課題用資料:
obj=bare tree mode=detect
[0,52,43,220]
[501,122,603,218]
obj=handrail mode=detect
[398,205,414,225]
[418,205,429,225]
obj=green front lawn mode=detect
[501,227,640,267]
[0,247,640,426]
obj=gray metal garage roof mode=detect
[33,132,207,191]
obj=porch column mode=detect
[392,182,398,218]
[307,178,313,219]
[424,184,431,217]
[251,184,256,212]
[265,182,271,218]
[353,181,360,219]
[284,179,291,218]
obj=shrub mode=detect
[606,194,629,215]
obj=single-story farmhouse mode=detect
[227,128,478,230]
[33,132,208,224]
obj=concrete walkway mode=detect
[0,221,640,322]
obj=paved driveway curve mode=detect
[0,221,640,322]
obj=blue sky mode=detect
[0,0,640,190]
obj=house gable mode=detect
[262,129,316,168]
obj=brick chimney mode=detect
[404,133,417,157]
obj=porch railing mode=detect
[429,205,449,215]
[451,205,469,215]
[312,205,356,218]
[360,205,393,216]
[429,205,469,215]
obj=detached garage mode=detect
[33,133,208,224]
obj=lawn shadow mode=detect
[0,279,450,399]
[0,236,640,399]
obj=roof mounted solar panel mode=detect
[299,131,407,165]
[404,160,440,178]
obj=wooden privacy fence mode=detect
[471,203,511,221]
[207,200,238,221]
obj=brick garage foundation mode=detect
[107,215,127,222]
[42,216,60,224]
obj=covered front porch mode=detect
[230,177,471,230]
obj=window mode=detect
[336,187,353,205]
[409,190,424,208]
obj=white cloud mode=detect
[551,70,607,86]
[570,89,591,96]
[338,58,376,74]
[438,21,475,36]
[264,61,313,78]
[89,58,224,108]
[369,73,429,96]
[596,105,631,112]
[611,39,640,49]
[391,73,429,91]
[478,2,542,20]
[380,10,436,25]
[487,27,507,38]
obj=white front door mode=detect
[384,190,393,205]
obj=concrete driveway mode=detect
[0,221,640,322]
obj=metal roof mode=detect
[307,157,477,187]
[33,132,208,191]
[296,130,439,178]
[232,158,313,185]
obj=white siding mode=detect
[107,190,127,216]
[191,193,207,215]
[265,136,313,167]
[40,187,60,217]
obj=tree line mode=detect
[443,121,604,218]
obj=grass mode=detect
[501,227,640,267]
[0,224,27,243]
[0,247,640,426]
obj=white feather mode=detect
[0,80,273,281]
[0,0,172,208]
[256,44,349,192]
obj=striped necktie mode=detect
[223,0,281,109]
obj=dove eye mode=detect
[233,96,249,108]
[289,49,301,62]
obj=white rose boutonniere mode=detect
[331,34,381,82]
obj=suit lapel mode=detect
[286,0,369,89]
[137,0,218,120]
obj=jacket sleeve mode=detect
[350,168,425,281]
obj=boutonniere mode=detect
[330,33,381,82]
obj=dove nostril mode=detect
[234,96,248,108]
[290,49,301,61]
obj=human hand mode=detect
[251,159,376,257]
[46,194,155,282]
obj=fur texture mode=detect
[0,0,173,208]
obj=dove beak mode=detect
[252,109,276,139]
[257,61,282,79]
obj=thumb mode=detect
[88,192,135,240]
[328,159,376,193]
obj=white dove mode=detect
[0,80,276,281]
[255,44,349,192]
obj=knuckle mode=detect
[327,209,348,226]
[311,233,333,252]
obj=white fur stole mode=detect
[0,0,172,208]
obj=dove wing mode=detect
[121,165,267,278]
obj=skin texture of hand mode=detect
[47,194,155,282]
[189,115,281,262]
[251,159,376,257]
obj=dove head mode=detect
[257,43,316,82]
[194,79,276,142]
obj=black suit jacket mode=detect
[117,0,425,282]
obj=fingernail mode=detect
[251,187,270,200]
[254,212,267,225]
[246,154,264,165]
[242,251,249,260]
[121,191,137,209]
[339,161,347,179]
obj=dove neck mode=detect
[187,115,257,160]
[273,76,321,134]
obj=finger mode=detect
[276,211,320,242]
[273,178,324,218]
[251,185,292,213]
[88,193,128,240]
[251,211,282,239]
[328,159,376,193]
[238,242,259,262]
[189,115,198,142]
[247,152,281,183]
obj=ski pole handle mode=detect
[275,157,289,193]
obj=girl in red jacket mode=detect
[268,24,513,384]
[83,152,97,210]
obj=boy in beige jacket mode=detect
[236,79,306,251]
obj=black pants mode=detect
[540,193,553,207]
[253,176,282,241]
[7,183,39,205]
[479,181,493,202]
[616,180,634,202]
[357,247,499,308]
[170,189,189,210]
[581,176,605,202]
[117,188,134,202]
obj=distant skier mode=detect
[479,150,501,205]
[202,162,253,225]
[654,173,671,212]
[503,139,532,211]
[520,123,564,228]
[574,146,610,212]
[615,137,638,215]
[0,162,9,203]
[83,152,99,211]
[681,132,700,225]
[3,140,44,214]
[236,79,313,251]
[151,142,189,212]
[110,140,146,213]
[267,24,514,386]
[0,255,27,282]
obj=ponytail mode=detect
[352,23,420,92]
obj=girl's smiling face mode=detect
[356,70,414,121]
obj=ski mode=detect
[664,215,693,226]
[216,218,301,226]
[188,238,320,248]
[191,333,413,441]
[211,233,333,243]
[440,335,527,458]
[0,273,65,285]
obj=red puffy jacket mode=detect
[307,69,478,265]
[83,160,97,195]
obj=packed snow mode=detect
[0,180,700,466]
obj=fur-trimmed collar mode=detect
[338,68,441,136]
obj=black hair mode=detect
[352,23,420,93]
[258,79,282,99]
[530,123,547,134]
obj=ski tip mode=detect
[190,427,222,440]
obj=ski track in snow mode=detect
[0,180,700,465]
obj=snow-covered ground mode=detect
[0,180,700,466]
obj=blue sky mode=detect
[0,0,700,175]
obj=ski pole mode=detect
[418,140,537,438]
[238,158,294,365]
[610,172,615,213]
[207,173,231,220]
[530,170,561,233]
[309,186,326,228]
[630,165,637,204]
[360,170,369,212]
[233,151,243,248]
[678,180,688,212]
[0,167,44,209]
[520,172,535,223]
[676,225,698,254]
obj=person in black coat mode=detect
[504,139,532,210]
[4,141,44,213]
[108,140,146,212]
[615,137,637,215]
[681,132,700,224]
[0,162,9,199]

指示内容: 資料の中から「roof」という語を含む行をすべて見つけ、その行をそのまま書き写してください。大文字と小文字は区別します。

記述回答:
obj=gray metal garage roof mode=detect
obj=roof mounted solar panel mode=detect
obj=metal roof mode=detect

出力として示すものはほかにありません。